> Work required
All of the data below is to be written out again exactly.

> Data in this exercise
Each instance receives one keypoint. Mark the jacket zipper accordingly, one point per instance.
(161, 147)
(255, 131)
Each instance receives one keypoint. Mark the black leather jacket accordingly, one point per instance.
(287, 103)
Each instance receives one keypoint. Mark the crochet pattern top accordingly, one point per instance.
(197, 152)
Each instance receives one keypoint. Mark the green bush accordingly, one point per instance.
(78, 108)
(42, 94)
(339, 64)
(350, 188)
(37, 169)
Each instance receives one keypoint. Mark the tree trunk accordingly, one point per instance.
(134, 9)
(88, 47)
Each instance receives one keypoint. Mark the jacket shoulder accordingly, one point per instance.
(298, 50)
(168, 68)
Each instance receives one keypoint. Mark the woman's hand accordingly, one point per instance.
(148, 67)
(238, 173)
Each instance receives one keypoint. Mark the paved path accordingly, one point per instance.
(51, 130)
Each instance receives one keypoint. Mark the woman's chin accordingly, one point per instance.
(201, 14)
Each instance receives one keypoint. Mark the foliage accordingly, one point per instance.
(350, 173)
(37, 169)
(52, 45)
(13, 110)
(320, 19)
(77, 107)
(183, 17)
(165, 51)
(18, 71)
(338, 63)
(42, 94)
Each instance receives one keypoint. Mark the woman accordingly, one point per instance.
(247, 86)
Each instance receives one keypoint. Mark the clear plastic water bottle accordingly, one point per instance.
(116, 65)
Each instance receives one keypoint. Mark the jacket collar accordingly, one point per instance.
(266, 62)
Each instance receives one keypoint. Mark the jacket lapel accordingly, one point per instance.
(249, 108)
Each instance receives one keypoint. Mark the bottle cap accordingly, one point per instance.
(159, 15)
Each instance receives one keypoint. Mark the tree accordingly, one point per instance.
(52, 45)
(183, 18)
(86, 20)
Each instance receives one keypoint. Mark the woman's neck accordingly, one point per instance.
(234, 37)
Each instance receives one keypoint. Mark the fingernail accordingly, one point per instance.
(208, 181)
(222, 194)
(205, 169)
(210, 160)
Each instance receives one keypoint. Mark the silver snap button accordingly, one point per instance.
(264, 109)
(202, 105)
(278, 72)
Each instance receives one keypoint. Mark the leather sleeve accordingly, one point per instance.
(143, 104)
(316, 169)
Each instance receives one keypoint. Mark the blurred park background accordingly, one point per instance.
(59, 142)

> Result
Each instance receives one keypoint. Mark the jacket zipper accordingly, one point per instance.
(161, 147)
(255, 131)
Each instance receives one keypoint. Mark the black leather jacket accordingly, one point per instance.
(287, 103)
Each instance receives one keypoint. Mark the crochet pattern top accordingly, one point per instance.
(197, 152)
Each instance receives one keypoint. Mark the green bush accordingly, one point per instance.
(78, 108)
(42, 94)
(339, 64)
(350, 188)
(37, 169)
Each instance receives one keypoint. Mark the tree trunk accordingly, one point per instance.
(134, 9)
(88, 47)
Each instance receives one keypoint. Mark the jacket shoulder accordingly, one point per instance.
(298, 50)
(168, 68)
Each instance receives one keypoint. Mark the woman's hand accordingly, one point per instance.
(148, 67)
(238, 173)
Each instance receives one keypoint. Mark the paved path accordingly, one point per instance.
(51, 130)
Each instance receives one keypoint. Mark the woman's chin accordingly, one point per instance.
(201, 14)
Each instance receives one keypoint. Mark the foliage accordingly, one point per instance.
(350, 173)
(37, 169)
(52, 45)
(13, 110)
(320, 19)
(77, 107)
(183, 17)
(165, 51)
(18, 71)
(338, 63)
(42, 94)
Each instance receives one keypoint. Mark the woman accordingly, one point per instance.
(247, 86)
Each instance receives one keypoint. Mark the clear plastic water bottle accordingly, one point per instance.
(116, 65)
Each instance receives one keypoint. Mark the jacket collar accordingly, one point per instance.
(266, 62)
Each instance receives one keypoint. Mark the jacket lapel accordingly, one point per instance.
(249, 108)
Each instance receives one keypoint. Mark the bottle cap accordingly, one point per instance.
(159, 15)
Each instance receives one keypoint. Mark the tree accordingly, one point per instance.
(52, 45)
(183, 18)
(86, 20)
Each instance receives one keypoint. Mark the woman's neck accordingly, one point per instance.
(234, 37)
Each instance receives one keypoint. Mark the fingernail accordingly, one point per instance.
(208, 181)
(222, 194)
(205, 169)
(210, 160)
Each instance receives one keypoint. Mark the silver snap button accordingly, one point per instance.
(264, 109)
(202, 105)
(278, 72)
Each instance receives one keypoint. Mark the leather sleeve accordingly, one point per instance.
(143, 104)
(316, 169)
Each instance receives one keypoint. Mark the blurred park background accordingly, one point per instance.
(59, 142)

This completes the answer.